Study text ->
------------------------

Earlier this month, the Sierra Club stepped in to fight big polluters who are attempting to halt the Environmental Protection Agency’s plan to clean up the haze pollution that’s threatening wilderness areas and public health in Texas and neighboring states. We filed a brief in a lawsuit brought by the State of Texas and the owners of eight of the nation’s dirtiest coal plants -- including NRG, Luminant, GDF Suez, and Xcel/Southwestern Public Service Company -- who are attempting to keep operating their filthy plants without modern pollution controls.
Our legal briefs in the case have highlighted a number of residents who live near the plants and are concerned about their health, and outdoor enthusiasts who are dismayed to see increasingly hazy skies from their favorite hiking trails. Labor unions like SEIU, leaders in the environmental justice movement, and utility experts also joined our response because they support cleaning up Texas pollution.
Shamarra Norris is a nurse in the Dallas-Forth Worth area. “There are a number of kids in this area with asthma - and the air pollution from the coal plants across the state contribute to Dallas’ frequent bad air quality days,” she explained. “This makes the air dirty and dangerous to breathe. On those days, children with asthma are stuck inside and their parents are concerned with their health.”
The Environmental Protection Agency’s regional haze plan for Texas, released in January, is a common sense series of safeguards targeting sulfur dioxide, a pollutant that leads to haze and harmful fine particulate pollution downwind. The plan will address the serious air pollution reducing visibility at the state’s Big Bend and Guadalupe National Parks, the Wichita Mountains National Wildlife Refuge in Oklahoma, and other parks in the region.

------------------------

Data records ->
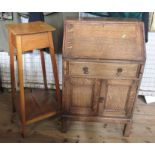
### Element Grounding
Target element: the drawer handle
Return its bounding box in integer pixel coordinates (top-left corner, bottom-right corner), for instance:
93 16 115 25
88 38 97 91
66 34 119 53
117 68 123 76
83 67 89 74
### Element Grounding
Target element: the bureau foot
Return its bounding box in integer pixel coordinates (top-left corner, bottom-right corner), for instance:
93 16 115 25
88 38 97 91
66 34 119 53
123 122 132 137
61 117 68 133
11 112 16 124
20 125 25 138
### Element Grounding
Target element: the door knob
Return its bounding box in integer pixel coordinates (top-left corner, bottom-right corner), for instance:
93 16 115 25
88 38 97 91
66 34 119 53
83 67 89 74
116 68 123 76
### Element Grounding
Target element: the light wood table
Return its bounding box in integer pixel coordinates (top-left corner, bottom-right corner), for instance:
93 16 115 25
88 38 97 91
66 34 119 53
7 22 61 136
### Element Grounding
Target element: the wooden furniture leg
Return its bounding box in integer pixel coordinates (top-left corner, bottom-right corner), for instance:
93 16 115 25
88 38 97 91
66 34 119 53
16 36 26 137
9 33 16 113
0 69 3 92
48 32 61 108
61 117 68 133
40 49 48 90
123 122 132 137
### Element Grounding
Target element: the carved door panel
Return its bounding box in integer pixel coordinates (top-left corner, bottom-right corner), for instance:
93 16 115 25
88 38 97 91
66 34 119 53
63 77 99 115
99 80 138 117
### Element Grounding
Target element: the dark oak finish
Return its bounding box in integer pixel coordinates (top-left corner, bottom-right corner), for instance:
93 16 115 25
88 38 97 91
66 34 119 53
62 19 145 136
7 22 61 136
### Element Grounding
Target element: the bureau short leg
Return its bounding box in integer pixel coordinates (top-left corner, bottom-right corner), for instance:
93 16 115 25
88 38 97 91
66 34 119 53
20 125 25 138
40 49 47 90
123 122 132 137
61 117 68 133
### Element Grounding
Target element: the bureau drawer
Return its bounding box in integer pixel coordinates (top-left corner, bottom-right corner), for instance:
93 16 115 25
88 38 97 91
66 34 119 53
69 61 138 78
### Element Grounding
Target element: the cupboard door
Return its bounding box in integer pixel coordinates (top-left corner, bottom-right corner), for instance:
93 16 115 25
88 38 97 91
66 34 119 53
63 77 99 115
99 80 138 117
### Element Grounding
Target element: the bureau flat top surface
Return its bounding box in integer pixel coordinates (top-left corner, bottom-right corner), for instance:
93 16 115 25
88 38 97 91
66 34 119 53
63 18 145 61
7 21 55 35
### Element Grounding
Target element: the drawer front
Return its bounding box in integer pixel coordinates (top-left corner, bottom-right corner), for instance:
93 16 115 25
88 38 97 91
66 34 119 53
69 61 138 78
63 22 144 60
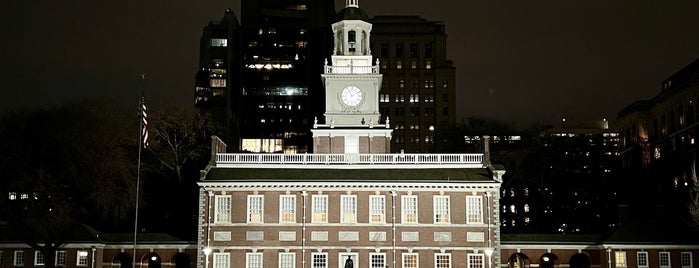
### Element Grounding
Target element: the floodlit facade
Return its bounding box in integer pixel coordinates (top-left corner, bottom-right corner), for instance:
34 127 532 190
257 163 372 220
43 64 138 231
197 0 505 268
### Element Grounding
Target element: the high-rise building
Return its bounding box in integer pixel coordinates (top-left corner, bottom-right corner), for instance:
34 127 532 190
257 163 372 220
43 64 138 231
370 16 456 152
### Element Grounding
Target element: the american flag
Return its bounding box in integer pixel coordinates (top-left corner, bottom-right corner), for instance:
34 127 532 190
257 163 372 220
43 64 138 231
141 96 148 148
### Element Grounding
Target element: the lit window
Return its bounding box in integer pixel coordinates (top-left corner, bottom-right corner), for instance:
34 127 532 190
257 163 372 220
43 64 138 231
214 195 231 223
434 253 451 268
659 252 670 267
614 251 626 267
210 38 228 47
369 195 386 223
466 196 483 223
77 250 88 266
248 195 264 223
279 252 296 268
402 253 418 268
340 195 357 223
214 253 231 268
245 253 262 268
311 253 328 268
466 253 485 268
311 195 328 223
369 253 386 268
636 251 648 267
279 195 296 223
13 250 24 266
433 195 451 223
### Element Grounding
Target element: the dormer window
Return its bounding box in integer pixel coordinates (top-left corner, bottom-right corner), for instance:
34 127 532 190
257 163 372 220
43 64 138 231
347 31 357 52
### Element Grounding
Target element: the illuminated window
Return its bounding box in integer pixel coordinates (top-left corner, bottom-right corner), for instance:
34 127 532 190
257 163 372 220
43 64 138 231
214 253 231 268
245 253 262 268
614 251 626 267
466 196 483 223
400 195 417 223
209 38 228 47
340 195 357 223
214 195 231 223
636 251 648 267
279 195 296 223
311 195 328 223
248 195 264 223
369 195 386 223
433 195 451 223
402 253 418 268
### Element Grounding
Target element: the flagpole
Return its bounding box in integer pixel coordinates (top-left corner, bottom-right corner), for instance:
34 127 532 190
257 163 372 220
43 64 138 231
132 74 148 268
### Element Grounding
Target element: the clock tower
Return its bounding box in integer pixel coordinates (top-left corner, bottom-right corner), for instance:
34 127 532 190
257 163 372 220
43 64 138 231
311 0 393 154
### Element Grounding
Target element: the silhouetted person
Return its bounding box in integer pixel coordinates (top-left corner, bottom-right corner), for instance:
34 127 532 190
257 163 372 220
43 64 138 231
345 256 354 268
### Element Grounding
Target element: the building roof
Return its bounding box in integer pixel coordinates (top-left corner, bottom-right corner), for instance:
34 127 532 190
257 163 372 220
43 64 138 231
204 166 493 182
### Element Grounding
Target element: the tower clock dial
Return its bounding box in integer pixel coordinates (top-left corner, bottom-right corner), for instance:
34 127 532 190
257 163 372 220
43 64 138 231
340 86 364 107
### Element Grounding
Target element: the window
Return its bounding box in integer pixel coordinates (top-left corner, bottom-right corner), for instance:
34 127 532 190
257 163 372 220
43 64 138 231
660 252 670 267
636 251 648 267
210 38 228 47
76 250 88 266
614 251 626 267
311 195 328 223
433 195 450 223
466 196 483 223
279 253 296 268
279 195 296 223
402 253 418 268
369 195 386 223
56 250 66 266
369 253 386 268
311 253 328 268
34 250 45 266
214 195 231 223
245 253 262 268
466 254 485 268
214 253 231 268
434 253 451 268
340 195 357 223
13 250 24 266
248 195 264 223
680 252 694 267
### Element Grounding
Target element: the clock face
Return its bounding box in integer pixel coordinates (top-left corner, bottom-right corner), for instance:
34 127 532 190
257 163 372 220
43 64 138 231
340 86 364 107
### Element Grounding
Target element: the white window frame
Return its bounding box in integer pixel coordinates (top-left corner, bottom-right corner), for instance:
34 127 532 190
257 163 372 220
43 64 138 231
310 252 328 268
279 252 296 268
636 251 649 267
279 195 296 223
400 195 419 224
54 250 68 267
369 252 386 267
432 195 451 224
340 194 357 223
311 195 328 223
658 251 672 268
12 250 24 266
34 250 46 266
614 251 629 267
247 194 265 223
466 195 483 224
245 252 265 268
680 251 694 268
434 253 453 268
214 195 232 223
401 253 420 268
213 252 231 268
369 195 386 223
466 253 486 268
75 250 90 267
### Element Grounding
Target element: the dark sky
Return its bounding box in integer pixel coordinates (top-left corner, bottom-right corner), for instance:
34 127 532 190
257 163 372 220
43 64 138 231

------------------------

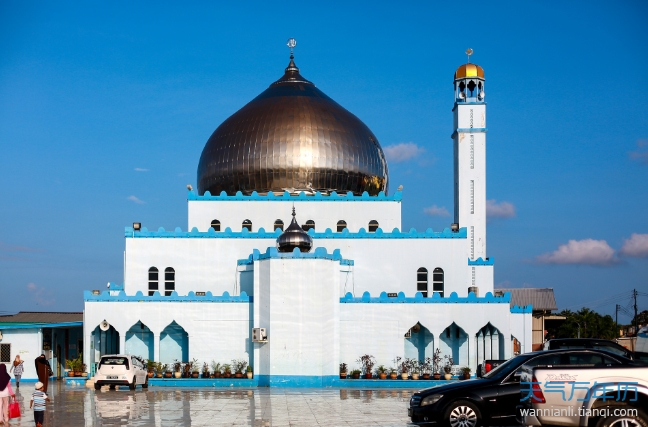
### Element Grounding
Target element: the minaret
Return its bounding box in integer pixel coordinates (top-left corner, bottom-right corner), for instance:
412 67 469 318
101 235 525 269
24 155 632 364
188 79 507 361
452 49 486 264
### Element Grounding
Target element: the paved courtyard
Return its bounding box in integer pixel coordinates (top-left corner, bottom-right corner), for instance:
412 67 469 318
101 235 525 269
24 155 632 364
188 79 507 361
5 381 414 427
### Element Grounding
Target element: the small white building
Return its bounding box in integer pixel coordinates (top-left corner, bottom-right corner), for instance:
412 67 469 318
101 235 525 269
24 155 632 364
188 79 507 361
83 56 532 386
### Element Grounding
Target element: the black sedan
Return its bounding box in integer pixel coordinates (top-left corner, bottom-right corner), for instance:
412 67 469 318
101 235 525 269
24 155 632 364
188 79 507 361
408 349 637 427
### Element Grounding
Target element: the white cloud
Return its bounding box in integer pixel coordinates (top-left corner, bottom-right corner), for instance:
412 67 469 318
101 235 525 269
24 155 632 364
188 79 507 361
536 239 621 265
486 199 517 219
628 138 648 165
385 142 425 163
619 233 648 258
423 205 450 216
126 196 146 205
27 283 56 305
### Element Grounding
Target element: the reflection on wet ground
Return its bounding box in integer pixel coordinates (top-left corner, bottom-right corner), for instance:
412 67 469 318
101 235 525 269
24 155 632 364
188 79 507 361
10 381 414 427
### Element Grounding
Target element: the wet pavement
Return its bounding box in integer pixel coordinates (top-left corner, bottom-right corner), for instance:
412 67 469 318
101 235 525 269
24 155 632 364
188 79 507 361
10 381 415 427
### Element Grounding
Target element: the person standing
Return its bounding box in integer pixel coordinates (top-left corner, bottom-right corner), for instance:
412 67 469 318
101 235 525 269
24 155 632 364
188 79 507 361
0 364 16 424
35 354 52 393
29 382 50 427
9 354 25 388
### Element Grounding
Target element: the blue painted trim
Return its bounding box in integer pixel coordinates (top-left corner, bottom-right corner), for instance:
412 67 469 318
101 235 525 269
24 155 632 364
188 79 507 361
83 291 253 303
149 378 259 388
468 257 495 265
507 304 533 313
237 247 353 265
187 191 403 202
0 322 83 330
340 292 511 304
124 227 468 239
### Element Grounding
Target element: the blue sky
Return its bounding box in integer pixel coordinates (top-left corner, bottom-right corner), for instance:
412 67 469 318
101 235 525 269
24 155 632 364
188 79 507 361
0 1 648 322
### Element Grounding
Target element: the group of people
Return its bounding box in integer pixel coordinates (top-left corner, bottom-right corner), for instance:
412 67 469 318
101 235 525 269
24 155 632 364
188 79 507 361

------------------------

Questions to answer ->
(1) Translate this sentence from the text on Texas haze pollution into Spanish: "Labor unions like SEIU, leaders in the environmental justice movement, and utility experts also joined our response because they support cleaning up Texas pollution."
(2) Resume the text on Texas haze pollution, picking up after its final sentence.

Expected outputs ->
(1) Sindicatos como SEIU, líderes del movimiento por la justicia ambiental y expertos en servicios públicos también se sumaron a nuestra respuesta porque apoyan la limpieza de la contaminación en Texas.

(2)
Did you know that more sulfur dioxide haze pollution come from the eight Texas’ coal plants subject to the EPA’s haze clean-up plan than from all of the sources in Oklahoma, Arkansas, and Louisiana combined? It’s a serious air quality and public health problem.
The EPA’s haze plan for Texas was necessary to end the state’s nearly decade-long failure to comply with the Clean Air Act. It will reduce the state’s sulfur dioxide pollution from power plants by approximately 60 percent, saving more than 300 lives every year.
Texan Karen Seal knows the realities of life with asthma. On a recent family vacation to Big Bend National Park, one particular day was extremely hazy.
“That evening we had planned to camp in a primitive site,” said Seal. “We drove to a crowded area with many parked cars and trucks. As we gathered our gear, the winds started blowing and I could not breathe. My husband, a pharmacist, tried to help and gave me antihistamines. I struggled to breathe and there was no place to go for help.”
Seal worries that others who vacation in the park have similar serious health issues and may not be able to get help. “Asthma is deadly.” She supports a strong regional haze plan to clean up the air and help decrease asthma attacks.
Norris agrees. “Strong haze protections will make our state's worst polluters clean up so all Texans can have a healthy environment.”